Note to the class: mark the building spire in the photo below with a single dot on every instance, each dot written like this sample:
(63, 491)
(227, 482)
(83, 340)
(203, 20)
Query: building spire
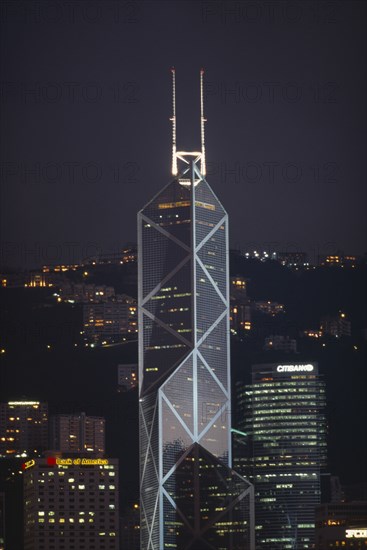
(202, 122)
(173, 119)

BRIEF: Copy all of the material above line for line, leaving out the picture.

OUTPUT:
Note to the class: mark the building spire in the photo below with a single dot on every instance, each dot written like this sample:
(63, 491)
(227, 482)
(83, 340)
(203, 20)
Query: building spire
(202, 122)
(173, 119)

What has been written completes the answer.